_The records_
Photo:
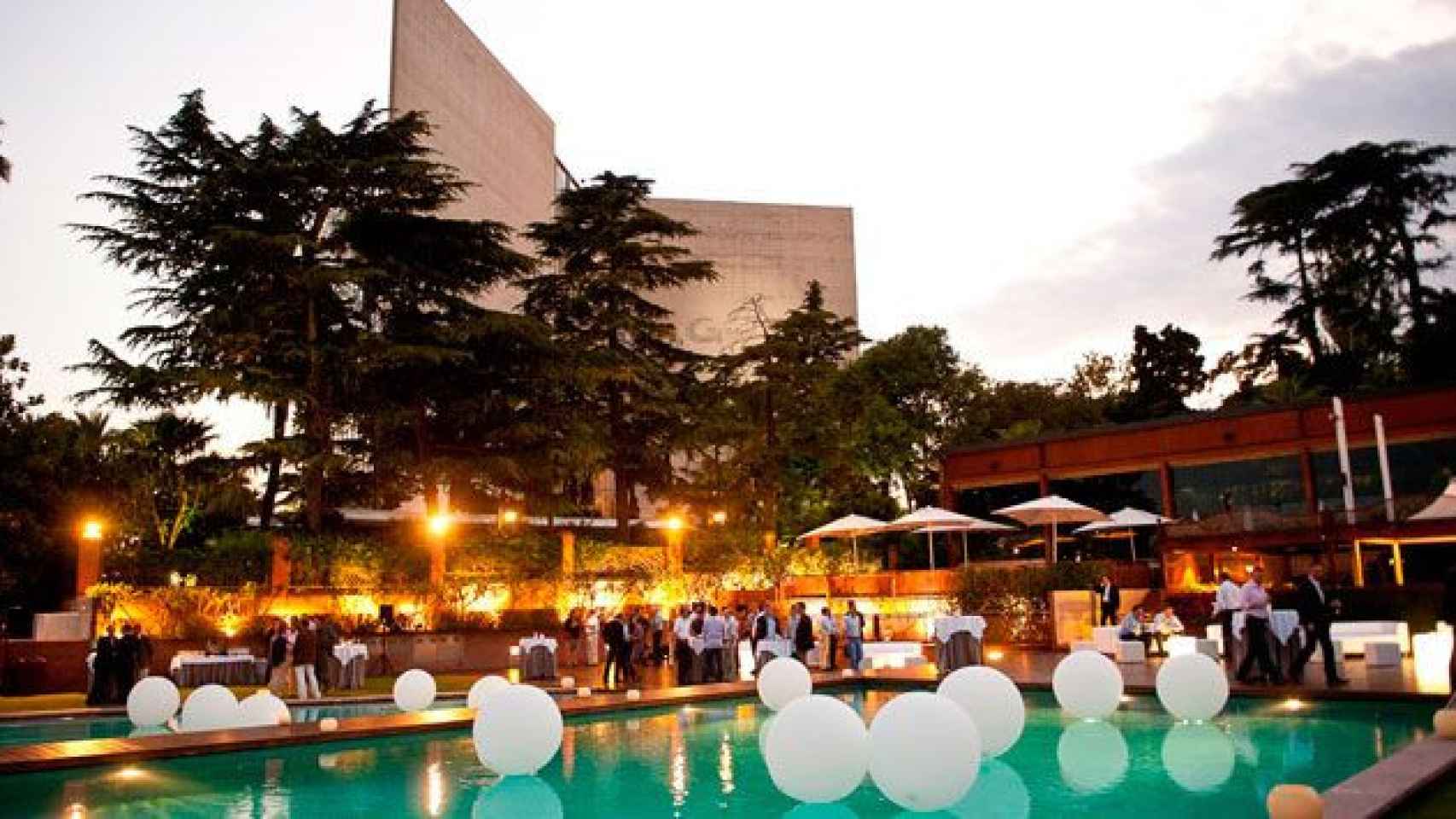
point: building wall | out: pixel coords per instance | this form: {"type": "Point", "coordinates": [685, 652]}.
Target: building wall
{"type": "Point", "coordinates": [486, 125]}
{"type": "Point", "coordinates": [771, 252]}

_What is being asked_
Write out these rows again with every "building wall" changed to "exterior wall" and nothing else altered. Leave the pictures out.

_Written answer_
Photo:
point: exterior wall | out: pixel coords per instance | this form: {"type": "Point", "coordinates": [685, 652]}.
Target: exterior wall
{"type": "Point", "coordinates": [486, 125]}
{"type": "Point", "coordinates": [771, 252]}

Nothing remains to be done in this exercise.